- Position identification records
_ _ _

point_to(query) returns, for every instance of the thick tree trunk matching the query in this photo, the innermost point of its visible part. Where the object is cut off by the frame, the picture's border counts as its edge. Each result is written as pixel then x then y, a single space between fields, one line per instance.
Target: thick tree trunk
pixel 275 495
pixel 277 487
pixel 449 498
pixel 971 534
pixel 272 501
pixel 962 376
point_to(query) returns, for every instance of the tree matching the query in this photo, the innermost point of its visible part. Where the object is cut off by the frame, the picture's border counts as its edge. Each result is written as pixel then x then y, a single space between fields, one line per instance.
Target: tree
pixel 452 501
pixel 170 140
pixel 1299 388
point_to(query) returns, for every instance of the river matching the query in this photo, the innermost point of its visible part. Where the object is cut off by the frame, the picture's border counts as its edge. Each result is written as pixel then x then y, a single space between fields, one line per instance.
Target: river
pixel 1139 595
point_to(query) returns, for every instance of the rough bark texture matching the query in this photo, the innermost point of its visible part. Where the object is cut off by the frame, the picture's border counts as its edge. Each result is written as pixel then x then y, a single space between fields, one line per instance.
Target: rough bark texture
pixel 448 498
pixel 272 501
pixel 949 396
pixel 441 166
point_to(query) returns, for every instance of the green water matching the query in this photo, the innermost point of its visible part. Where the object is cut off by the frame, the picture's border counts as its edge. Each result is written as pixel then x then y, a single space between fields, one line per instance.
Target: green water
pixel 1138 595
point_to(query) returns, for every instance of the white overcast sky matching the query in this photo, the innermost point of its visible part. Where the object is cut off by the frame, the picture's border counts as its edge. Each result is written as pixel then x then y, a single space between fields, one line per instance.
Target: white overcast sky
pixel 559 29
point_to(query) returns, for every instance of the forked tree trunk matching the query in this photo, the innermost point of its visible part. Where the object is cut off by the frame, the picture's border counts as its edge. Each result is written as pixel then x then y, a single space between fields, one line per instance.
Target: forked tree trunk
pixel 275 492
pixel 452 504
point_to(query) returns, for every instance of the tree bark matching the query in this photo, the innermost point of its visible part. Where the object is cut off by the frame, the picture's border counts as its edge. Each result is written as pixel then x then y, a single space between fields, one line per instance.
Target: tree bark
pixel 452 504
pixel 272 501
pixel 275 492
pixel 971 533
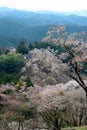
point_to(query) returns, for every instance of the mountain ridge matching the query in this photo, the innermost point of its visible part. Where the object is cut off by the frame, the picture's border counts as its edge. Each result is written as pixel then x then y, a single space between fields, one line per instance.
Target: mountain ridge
pixel 16 25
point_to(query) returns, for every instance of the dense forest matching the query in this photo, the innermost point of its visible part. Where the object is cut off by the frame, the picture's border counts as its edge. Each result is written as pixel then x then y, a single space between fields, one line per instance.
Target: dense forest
pixel 43 71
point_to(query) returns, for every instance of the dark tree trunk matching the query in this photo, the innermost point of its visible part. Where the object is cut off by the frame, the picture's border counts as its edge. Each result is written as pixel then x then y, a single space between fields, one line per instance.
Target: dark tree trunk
pixel 19 125
pixel 57 128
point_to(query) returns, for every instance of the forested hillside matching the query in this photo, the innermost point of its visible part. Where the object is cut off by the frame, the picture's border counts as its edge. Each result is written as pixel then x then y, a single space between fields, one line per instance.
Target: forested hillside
pixel 16 25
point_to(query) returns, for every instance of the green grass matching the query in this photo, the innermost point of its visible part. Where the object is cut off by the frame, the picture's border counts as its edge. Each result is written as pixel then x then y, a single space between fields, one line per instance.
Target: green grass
pixel 76 128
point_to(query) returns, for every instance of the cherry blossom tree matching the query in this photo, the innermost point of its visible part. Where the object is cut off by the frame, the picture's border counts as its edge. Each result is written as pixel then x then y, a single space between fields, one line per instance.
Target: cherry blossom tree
pixel 74 52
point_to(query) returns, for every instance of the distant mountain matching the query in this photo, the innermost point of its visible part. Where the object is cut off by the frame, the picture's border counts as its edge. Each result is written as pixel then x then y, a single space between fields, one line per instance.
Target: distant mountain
pixel 16 25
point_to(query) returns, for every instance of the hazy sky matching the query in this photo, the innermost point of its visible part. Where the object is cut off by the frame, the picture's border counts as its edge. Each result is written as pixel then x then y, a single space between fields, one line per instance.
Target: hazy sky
pixel 53 5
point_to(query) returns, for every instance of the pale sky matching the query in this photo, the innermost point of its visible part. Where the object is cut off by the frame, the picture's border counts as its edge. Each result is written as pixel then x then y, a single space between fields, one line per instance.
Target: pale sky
pixel 51 5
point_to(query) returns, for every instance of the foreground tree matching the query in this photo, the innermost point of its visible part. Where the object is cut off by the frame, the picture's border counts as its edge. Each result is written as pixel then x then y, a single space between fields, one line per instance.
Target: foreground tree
pixel 74 52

_ _ _

- Short problem
Reproduce all of the material above word for word, leaving the images out of your copy.

- Result for this task
point_to(query) returns, for every instance of the thick tree trunk matching the query in this photo, the innermost point of its visible part. Where the object is cut off by the frame, the picture's border counts as its edge. Each result is written as pixel then x then y, a single space between fields, one line per instance.
Target: thick tree trunk
pixel 275 495
pixel 277 487
pixel 449 498
pixel 971 534
pixel 272 501
pixel 962 376
point_to(query) returns, for every instance of the tree matching the query in this photo, the innermost point of its visible part. Where the object is cut off by the frame, the picture's border counts as its edge. Each result is written as pixel then x then y, a single space between fields, one line per instance.
Target: tree
pixel 452 501
pixel 170 140
pixel 1299 388
point_to(query) returns, for every instance of the river matching the query in this photo, the innermost point of its visible part. Where the object is cut off by the frame, the picture's border counts as its edge. Each result is written as pixel then x then y, a single space between fields, one line per instance.
Target: river
pixel 1139 595
point_to(query) returns, for every instance of the rough bark texture matching the query in this photo, the innermost point of its visible part. Where the object is cut off by the frame, the picture's border counts as its edge. Each result is written as pixel then x then y, a single space between fields, one line per instance.
Target: rough bark texture
pixel 448 498
pixel 272 501
pixel 949 396
pixel 441 166
point_to(query) returns, for every instance of the green water matching the query in this photo, the innermost point of its visible part. Where the object is cut off by the frame, the picture's border counts as its edge. Each result is written as pixel then x then y, a single space between fields, one line per instance.
Target: green water
pixel 1138 595
point_to(query) returns, for every instance of the white overcast sky matching the query in this photo, the innermost point of its visible part. Where the object is cut off by the frame, the picture's border counts as its edge. Each result is written as pixel then x then y, a single space between fields, one line per instance.
Target: white overcast sky
pixel 559 29
point_to(query) returns, for every instance of the forked tree trunk matching the query in this photo, the innermost point of its visible part. Where the object is cut off by the frame, the picture's border counts as its edge. Each result is written as pixel then x then y, a single space between fields, one line per instance.
Target: forked tree trunk
pixel 275 492
pixel 452 504
point_to(query) returns, for every instance of the tree bark matching the query in this photo, the innermost point of its visible part. Where the object is cut off by the frame, the picture's border counts as its edge. Each result is written as pixel then x then y, a single space between fields, one line per instance.
Target: tree bark
pixel 452 504
pixel 272 501
pixel 275 492
pixel 971 533
point_to(query) returns, for every instance of the mountain ridge matching the query in this photo, the innermost point of its visible part. Where the object is cut off by the frame, the picture's border counts as its edge. Each result is written as pixel then x then y, a single space between fields, one line per instance.
Target: mountain ridge
pixel 16 25
point_to(query) returns, for every instance of the dense forest matching the query in this photo, the innermost point of its visible part. Where the object is cut off by the frame, the picture's border counts as its edge. Each result is written as pixel then x then y, a single space between fields, one line per instance.
Target: dense forest
pixel 43 71
point_to(query) returns, for every instance of the dark tree trunk matching the query in this photo, the innermost point of its visible part. Where the object is cut off by the frame, the picture's border counts as its edge. Each result is written as pixel then x then y, a single space between fields, one line per instance.
Target: dark tree trunk
pixel 19 125
pixel 57 128
point_to(query) returns, for every instance of the forested hillside matching the query in this photo, the innermost point of its visible part. Where the object is cut off by the frame, the picture's border counts as its edge. Each result is written as pixel then x then y, a single space between fields, one line per instance.
Target: forested hillside
pixel 16 25
point_to(query) returns, for every instance of the green grass matching the query in this photo, the innermost point of its visible part. Where the object is cut off by the frame, the picture's border counts as its edge. Each result is written as pixel then x then y, a single space between fields, one line per instance.
Target: green grass
pixel 76 128
point_to(query) returns, for every instance of the cherry blossom tree matching the query in this photo, the innermost point of its visible part. Where the object is cut off by the frame, the picture's border counts as its edge. Each result is written as pixel then x then y, a single space between fields, one line per instance.
Target: cherry blossom tree
pixel 74 52
point_to(query) returns, for every instance of the distant mountain matching the query in this photo, the innermost point of its visible part. Where the object is cut off by the frame, the picture's border counts as its edge. Each result is written as pixel then x then y, a single space between fields, one line per instance.
Target: distant mountain
pixel 16 25
point_to(query) returns, for every instance of the hazy sky matching the query in this photo, the innermost point of its visible part. Where the object is cut off by the frame, the picture's border counts as its edge. Each result is written as pixel then x then y, a single space between fields, one line per instance.
Target: hazy sky
pixel 53 5
point_to(query) returns, for every instance of the pale sky matching the query in this photo, the innermost point of its visible part. Where the object is cut off by the frame, the picture's border counts as its edge. Each result is written as pixel then x then y, a single space between fields, one line per instance.
Target: pale sky
pixel 51 5
point_to(query) returns, for every instance of the foreground tree matching the query in this photo, the innermost point of its visible part. Where the object is cut off by the frame, the picture's border counts as its edge. Each result is written as pixel then x then y, a single space between fields, one line per instance.
Target: foreground tree
pixel 74 52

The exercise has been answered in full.